Required task> Once the pictures are set aside, transcribe the remaining data exactly.

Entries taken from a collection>
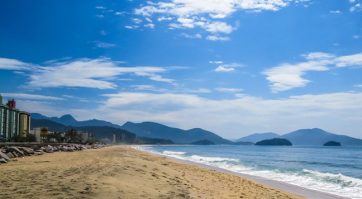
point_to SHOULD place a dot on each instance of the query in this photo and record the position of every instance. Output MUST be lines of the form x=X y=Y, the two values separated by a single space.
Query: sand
x=122 y=172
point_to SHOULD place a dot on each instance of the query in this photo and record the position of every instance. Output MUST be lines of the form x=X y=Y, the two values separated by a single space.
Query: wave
x=337 y=184
x=174 y=153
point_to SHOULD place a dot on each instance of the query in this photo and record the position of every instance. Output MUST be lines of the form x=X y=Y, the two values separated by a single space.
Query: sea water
x=334 y=170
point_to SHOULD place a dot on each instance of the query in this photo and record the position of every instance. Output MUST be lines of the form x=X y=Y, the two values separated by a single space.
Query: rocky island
x=274 y=142
x=332 y=143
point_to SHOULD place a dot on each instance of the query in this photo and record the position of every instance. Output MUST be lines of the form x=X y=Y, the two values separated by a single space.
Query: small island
x=203 y=142
x=332 y=143
x=274 y=142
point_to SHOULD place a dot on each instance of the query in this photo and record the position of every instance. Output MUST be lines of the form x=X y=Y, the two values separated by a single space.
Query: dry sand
x=122 y=172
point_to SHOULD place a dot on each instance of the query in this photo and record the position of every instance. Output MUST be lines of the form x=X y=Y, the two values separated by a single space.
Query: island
x=332 y=143
x=274 y=142
x=203 y=142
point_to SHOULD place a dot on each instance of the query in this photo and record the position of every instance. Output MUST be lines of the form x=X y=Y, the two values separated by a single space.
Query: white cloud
x=218 y=27
x=355 y=6
x=216 y=62
x=193 y=36
x=227 y=67
x=86 y=73
x=288 y=76
x=229 y=90
x=349 y=60
x=100 y=7
x=217 y=38
x=331 y=111
x=13 y=64
x=208 y=15
x=25 y=96
x=335 y=12
x=100 y=44
x=222 y=68
x=150 y=25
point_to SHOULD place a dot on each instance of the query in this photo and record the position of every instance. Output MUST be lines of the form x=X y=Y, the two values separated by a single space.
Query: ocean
x=334 y=170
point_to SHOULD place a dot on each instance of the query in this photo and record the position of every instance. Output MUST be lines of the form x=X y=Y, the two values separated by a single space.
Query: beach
x=122 y=172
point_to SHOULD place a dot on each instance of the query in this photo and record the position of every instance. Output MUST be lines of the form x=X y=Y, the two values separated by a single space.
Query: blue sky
x=232 y=67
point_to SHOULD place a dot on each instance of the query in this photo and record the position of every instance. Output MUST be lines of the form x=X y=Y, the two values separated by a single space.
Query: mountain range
x=314 y=137
x=162 y=132
x=256 y=137
x=144 y=129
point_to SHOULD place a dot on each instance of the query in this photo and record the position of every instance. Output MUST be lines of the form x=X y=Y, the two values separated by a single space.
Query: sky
x=233 y=67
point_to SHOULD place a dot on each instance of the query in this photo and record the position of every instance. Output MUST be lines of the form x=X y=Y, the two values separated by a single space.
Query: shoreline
x=283 y=186
x=123 y=172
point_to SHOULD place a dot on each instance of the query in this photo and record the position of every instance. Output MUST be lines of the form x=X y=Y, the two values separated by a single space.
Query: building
x=13 y=122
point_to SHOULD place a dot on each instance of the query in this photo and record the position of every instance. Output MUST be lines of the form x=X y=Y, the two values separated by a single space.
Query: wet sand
x=123 y=172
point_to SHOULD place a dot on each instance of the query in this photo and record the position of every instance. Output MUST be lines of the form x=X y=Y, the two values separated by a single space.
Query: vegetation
x=275 y=142
x=332 y=143
x=203 y=142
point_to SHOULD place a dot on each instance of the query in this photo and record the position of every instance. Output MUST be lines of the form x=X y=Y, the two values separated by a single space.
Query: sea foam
x=336 y=184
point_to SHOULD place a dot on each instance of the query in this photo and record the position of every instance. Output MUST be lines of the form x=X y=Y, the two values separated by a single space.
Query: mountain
x=203 y=142
x=52 y=126
x=274 y=142
x=104 y=133
x=256 y=137
x=155 y=130
x=319 y=137
x=68 y=120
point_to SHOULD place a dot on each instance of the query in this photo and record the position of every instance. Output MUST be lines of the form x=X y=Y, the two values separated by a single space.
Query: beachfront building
x=13 y=122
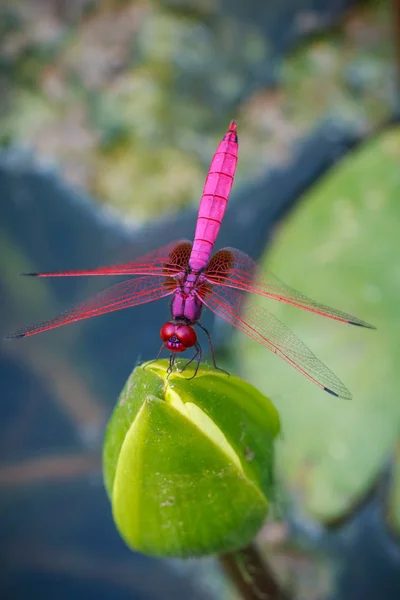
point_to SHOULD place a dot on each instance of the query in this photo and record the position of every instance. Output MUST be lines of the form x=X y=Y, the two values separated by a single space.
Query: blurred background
x=110 y=113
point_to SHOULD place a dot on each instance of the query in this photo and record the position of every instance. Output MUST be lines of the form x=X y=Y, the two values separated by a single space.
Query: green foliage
x=188 y=463
x=341 y=246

Final result>
point_to SHOULD place a dot on each instance of the query in this photo and record the position of every instance. Output MUST be lines of the form x=X y=Y, the two values separated by a single space.
Query: sand
x=122 y=172
point_to SHOULD place a dot on each instance of the query in this photo and record the position of every instance. Output MUST be lines of the form x=X y=Y, the two values separated by a single space.
Query: wave
x=337 y=184
x=174 y=153
point_to SHOULD place a dot on each instance of the query in this photo and record the position of every instance. Output MUST be lines of the form x=X y=Y, the two values separated by a single space.
Query: sea water
x=334 y=170
point_to SHOULD place a dot on each instance of the query in this photo and record the position of every instance. Output MUST be lines of the form x=X y=Y, the two values separated by a single space.
Query: rocky island
x=274 y=142
x=332 y=143
point_to SHOULD place a dot on each instance of the query in this photo and record the position of every instance. Output MUST be lines of the form x=X y=Y, the two values separated by a single space.
Query: small island
x=203 y=142
x=332 y=143
x=274 y=142
point_to SHOULD place a dot on each instance of the query in this photo and record the position of every instance. Output MUST be lines of the form x=X y=Y, the two values separated by a single space.
Query: dry sand
x=122 y=172
point_to SHOULD place a dot on each instance of the query in this photo and record the position of every instance. Output MUST be lines of the form x=X y=Y, the two values separated by a single space.
Query: island
x=332 y=143
x=274 y=142
x=203 y=142
point_to SHOULD place a dot on each instance of the query in this photo and record the position of every instance. Output MUST be lines of the form x=X y=Y, the two values separated by a single space.
Query: white cloud
x=218 y=27
x=355 y=6
x=216 y=62
x=193 y=36
x=227 y=67
x=86 y=73
x=288 y=76
x=229 y=90
x=349 y=60
x=100 y=7
x=217 y=38
x=331 y=111
x=13 y=64
x=208 y=15
x=25 y=96
x=335 y=12
x=100 y=44
x=222 y=68
x=150 y=25
point_to SHOULD place a dot on each instance of the query in this photo and record the position of every instance. Output MUST be lines of the form x=X y=Y, the two values separated by a single space.
Query: ocean
x=334 y=170
point_to SHOULD place a dot on each instance of the query in this photo and record the position of every instance. Output MUST be lines of the form x=X y=Y, the two values separated by a single space.
Query: beach
x=122 y=172
point_to SHOULD place a dot on each instance of the query in this photo and record the position of every instance. Output MUST be lines of the form x=X y=Y, the two values separated by a single space.
Query: blue sky
x=232 y=67
point_to SHOULD place a dot on each instance of the query in this photo and record the position of every instance. Output MUST be lines of the form x=X y=Y, the two values separated by a single space.
Query: mountain range
x=314 y=137
x=162 y=132
x=256 y=137
x=144 y=129
point_to SHOULD place a dot on each instance of the query in this photo and record the position of every instance. Output MUST be lines of the form x=X y=Y, the two values separated by a single space.
Query: sky
x=233 y=67
point_to SHOULD place a dot on each instance of the query in this photo and record the position of every instance. Output MUST be lines of the form x=X y=Y, the two values separated by a single space.
Query: shoreline
x=283 y=186
x=123 y=172
point_to SHOULD place a dot on each instance of the query in this photo and record the position of every instance. Output MUST be lines of the form x=X y=Y, the two values separated by a single space.
Query: building
x=13 y=122
point_to SHOULD place a dot on each instance of the query in this photo and record the position of every instance. Output MUST be lines of the form x=X y=Y, the two values separated by a single space.
Query: wet sand
x=123 y=172
point_to SHOULD place a dot on each instance of the query in this photo and record the position of every instance. Output MUST be lines of the form x=X y=Y, the two values separated by a single space.
Query: vegetation
x=275 y=142
x=332 y=143
x=203 y=142
point_to SHOULD place a dot on each instance of the query in this photo and record the position of every instance. Output MUST be lines of the form x=X y=Y, the two values separated by a single space.
Query: sea foam
x=336 y=184
point_to SHOULD place a dot on each instance of the query in this photo and record the position of every instance. Output MUST be lines of the form x=X y=Y, the two values separated by a single space.
Query: mountain
x=203 y=142
x=52 y=126
x=274 y=142
x=104 y=133
x=256 y=137
x=155 y=130
x=319 y=137
x=68 y=120
point_to SHOULD place a dot on each instance of the query in this photo and record the position of every instance. Output MUST be lines of the form x=X y=Y, the two values separated by a single space.
Query: beachfront building
x=13 y=122
point_to SHOULD place a dot on each instance of the query in this photo and record the position of every instance. Output MUST be lines of the form x=X y=Y, the two values separated by a single space.
Query: blurred background
x=110 y=113
point_to SHOULD place a dot on each instance of the query in this photo and record the position of every instance. Output MUST be lines of the form x=X y=Y, the two values separated by a single space.
Query: green foliage
x=188 y=463
x=341 y=246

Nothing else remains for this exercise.